### Trecho para leitura
Ninguém
fala mais nada sobre o escândalo protagonizado pelo ministro Gilmar
Mendes e o ex-presidente Lula. A mídia, sobre o escândalo, preocupa-se
em informar e analisar novos e diferentes fatos.
O estranho foi ter passado batido uma ocorrência assustadora, ou seja, o uso político da toga.
A propósito, minha opinião foi parar no sítio do Conselho Nacional de Justiça e é a seguinte:
Na
manhã de 26 de abril houve em Brasília, especificamente no escritório
do ex-ministro Nelson Jobim, uma reunião de cunho privado com a
participação de três personagens da vida político-partidária brasileira.
Atenção: da vida político-partidária. O anfitrião Jobim recebeu Gilmar
Mendes, fora de função pública e em encontro particular e reservado, e
Luiz Inácio Lula da Silva, ex-presidente da República.
Os
três admitem o encontro e divergem no restante. Frise-se: nem Jobim nem
Lula ocupam cargos públicos. Portanto, Mendes é o problema. Aliás, um
grande problema ainda não exposto pela mídia. Tudo por causa da sua
proibida, frequente e intensa atividade política. Pela Constituição,
“aos juízes é vedado dedicar-se à atividade político-partidária” (art.
95, parágrafo único, II).
Leia
também: Andante mosso: Mexa-se, Supremo Paulo Lacerda: “Gilmar Mendes
está exaltado, sem controle” Lula: “Preciso tomar cuidado com quem não
gosta de mim”.
Além
de noticiadas incursões eleitorais em Diamantino (a família domina a
política em sua terra natal e o ministro participa de campanhas), não
deve ser esquecido o fato de Mendes, em setembro de 2010, ter sido
flagrado a atender telefonema de José Serra, então candidato à
Presidência pelo PSDB. Isso quando presidia no STF uma sessão que
analisava as exigências de documentos de apresentação necessária para o
exercício do direito de voto. Pelo noticiado, Serra estava interessado
em adiar o julgamento.
Segundo
Jorge Bastos Moreno, colunista de O Globo, Mendes saiu da reunião do
escritório de Jobim em abril e rumou para outra com integrantes do
Democratas e o seu líder maior, José Agripino Maia. Por ter deixado o
partido, não estava presente o senador Demóstenes Torres. Nos últimos
dias, Torres tem sido tratado por Mendes como um mero conhecido.

### Informações fornecidas
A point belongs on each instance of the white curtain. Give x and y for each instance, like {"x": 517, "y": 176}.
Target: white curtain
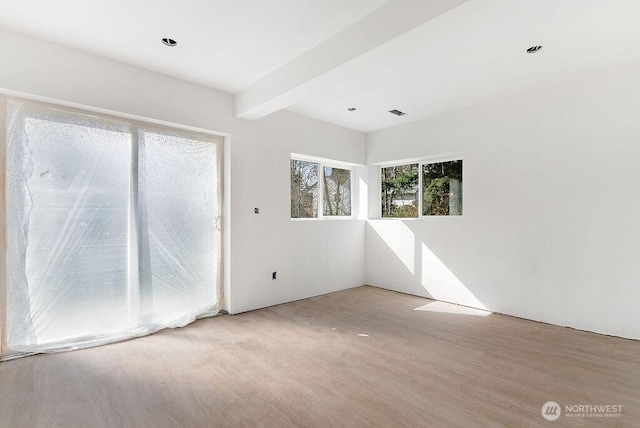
{"x": 112, "y": 228}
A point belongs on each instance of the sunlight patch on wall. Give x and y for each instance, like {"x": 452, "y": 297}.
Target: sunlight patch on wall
{"x": 399, "y": 238}
{"x": 442, "y": 284}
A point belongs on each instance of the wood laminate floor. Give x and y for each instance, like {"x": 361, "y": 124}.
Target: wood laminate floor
{"x": 361, "y": 357}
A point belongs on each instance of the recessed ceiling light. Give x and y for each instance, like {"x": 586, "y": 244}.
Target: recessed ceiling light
{"x": 169, "y": 42}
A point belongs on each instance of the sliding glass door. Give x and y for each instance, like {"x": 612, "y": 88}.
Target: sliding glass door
{"x": 112, "y": 228}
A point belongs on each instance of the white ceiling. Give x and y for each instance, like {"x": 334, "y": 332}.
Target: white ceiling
{"x": 319, "y": 57}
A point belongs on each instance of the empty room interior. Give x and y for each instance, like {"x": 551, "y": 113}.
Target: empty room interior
{"x": 319, "y": 213}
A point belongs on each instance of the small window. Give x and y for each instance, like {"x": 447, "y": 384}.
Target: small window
{"x": 400, "y": 189}
{"x": 337, "y": 192}
{"x": 315, "y": 185}
{"x": 304, "y": 189}
{"x": 442, "y": 188}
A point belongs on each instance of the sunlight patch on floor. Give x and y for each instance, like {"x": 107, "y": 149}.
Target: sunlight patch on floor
{"x": 450, "y": 308}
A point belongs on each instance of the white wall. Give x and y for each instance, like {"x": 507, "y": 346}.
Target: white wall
{"x": 311, "y": 258}
{"x": 551, "y": 207}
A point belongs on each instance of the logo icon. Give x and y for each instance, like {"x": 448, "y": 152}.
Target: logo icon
{"x": 551, "y": 410}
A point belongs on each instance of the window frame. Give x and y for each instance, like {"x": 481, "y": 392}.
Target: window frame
{"x": 321, "y": 164}
{"x": 420, "y": 162}
{"x": 135, "y": 123}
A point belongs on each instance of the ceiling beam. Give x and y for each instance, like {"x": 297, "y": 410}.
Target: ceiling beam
{"x": 294, "y": 80}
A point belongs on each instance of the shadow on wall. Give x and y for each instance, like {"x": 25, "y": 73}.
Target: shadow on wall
{"x": 397, "y": 260}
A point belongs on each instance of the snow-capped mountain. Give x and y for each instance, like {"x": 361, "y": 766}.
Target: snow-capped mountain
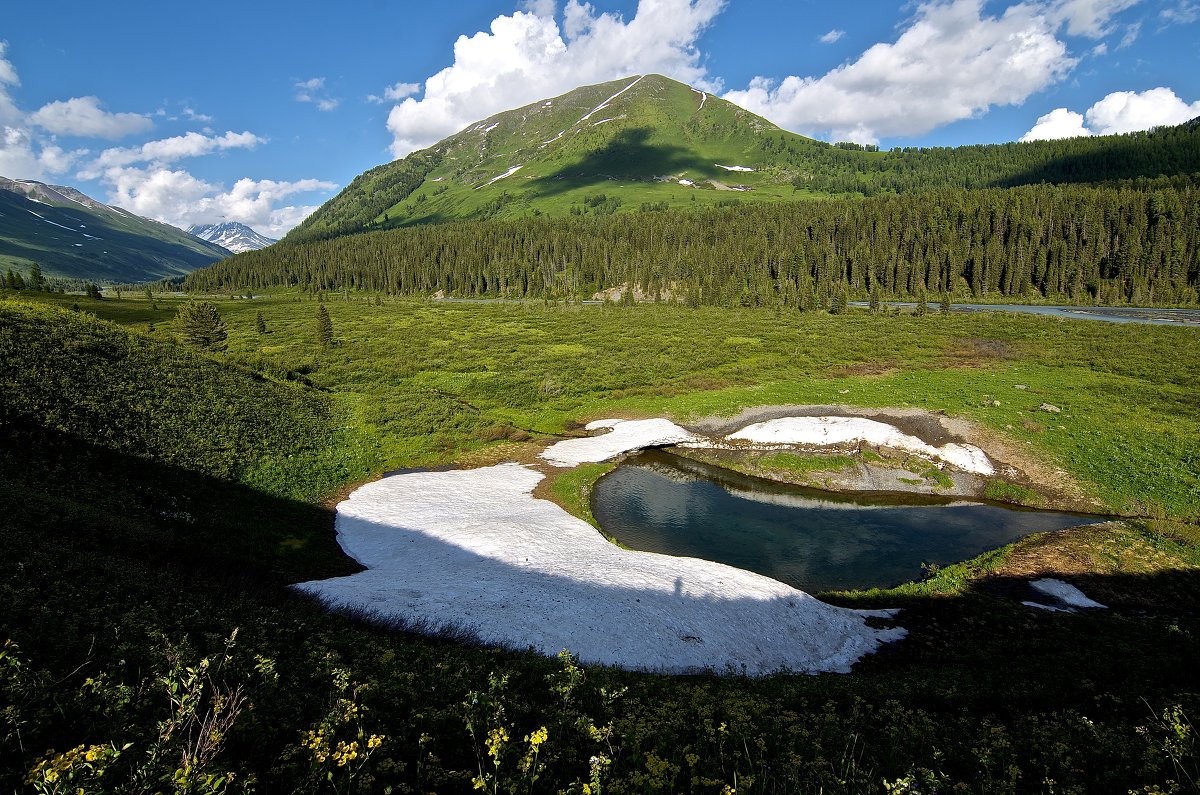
{"x": 76, "y": 237}
{"x": 232, "y": 235}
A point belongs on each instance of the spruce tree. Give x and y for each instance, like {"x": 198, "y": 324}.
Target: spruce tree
{"x": 201, "y": 326}
{"x": 324, "y": 327}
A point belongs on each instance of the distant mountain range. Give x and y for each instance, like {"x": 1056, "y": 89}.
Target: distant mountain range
{"x": 232, "y": 235}
{"x": 649, "y": 143}
{"x": 73, "y": 235}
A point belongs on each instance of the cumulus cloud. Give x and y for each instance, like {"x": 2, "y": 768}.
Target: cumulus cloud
{"x": 395, "y": 93}
{"x": 313, "y": 90}
{"x": 1128, "y": 111}
{"x": 1119, "y": 112}
{"x": 952, "y": 63}
{"x": 527, "y": 55}
{"x": 179, "y": 198}
{"x": 84, "y": 117}
{"x": 1059, "y": 123}
{"x": 1181, "y": 13}
{"x": 1091, "y": 18}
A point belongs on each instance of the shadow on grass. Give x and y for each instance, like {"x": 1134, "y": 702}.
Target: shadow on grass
{"x": 629, "y": 154}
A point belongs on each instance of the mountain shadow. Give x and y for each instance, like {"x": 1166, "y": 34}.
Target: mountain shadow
{"x": 630, "y": 154}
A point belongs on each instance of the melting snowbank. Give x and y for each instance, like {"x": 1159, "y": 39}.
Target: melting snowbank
{"x": 827, "y": 431}
{"x": 1065, "y": 592}
{"x": 624, "y": 436}
{"x": 474, "y": 549}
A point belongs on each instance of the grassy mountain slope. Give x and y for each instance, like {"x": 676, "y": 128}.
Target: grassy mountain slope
{"x": 649, "y": 141}
{"x": 72, "y": 235}
{"x": 132, "y": 550}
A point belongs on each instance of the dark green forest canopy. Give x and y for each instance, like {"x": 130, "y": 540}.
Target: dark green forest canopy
{"x": 1081, "y": 244}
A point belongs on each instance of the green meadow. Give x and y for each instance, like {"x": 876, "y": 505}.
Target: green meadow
{"x": 159, "y": 498}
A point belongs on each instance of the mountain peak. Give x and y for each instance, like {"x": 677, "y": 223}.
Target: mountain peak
{"x": 640, "y": 139}
{"x": 232, "y": 235}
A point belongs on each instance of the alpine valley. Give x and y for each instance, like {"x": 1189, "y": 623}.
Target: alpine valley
{"x": 72, "y": 235}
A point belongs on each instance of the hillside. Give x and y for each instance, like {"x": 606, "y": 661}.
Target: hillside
{"x": 72, "y": 235}
{"x": 649, "y": 142}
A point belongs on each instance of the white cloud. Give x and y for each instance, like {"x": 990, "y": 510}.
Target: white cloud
{"x": 1128, "y": 111}
{"x": 952, "y": 63}
{"x": 1059, "y": 123}
{"x": 1119, "y": 112}
{"x": 527, "y": 57}
{"x": 395, "y": 93}
{"x": 1182, "y": 13}
{"x": 84, "y": 117}
{"x": 167, "y": 150}
{"x": 540, "y": 7}
{"x": 1131, "y": 35}
{"x": 1089, "y": 18}
{"x": 313, "y": 90}
{"x": 179, "y": 198}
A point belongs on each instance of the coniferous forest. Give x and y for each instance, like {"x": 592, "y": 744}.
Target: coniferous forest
{"x": 1132, "y": 243}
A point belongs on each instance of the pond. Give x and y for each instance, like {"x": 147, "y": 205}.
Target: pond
{"x": 810, "y": 539}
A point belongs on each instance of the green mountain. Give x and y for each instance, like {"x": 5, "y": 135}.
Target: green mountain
{"x": 647, "y": 142}
{"x": 72, "y": 235}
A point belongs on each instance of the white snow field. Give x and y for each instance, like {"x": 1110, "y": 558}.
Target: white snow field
{"x": 474, "y": 549}
{"x": 828, "y": 431}
{"x": 1065, "y": 592}
{"x": 624, "y": 436}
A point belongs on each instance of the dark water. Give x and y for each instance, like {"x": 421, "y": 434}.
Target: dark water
{"x": 811, "y": 539}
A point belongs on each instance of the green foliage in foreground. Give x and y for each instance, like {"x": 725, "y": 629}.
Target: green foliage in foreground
{"x": 131, "y": 555}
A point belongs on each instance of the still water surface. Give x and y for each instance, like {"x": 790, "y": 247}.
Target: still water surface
{"x": 811, "y": 539}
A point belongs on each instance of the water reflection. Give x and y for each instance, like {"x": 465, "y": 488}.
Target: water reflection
{"x": 804, "y": 537}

### Requisitos
A – Conforme o trecho para leitura, em que data e em que local se realizou a reunião entre Nelson Jobim, Gilmar Mendes e Lula?
B – Reescreva de forma mais concisa o parágrafo do trecho para leitura que começa por "Além de noticiadas incursões eleitorais", preservando seus fatos principais.
C – Reproduza fielmente a passagem do trecho para leitura que vai de "A propósito, minha" até "ex-presidente da República.", inclusive.

### Soluções completas
A – Na manhã de 26 de abril, em Brasília, no escritório do ex-ministro Nelson Jobim.

B – Além das incursões eleitorais noticiadas em Diamantino, onde sua família domina a política e ele participa de campanhas, Mendes foi flagrado em setembro de 2010 atendendo a um telefonema de José Serra, então candidato do PSDB à Presidência. Ele presidia, naquele momento, uma sessão do STF sobre os documentos exigidos para o exercício do voto. Segundo o noticiado, Serra queria adiar o julgamento.

C –
A propósito, minha opinião foi parar no sítio do Conselho Nacional de Justiça e é a seguinte:
Na
manhã de 26 de abril houve em Brasília, especificamente no escritório
do ex-ministro Nelson Jobim, uma reunião de cunho privado com a
participação de três personagens da vida político-partidária brasileira.
Atenção: da vida político-partidária. O anfitrião Jobim recebeu Gilmar
Mendes, fora de função pública e em encontro particular e reservado, e
Luiz Inácio Lula da Silva, ex-presidente da República.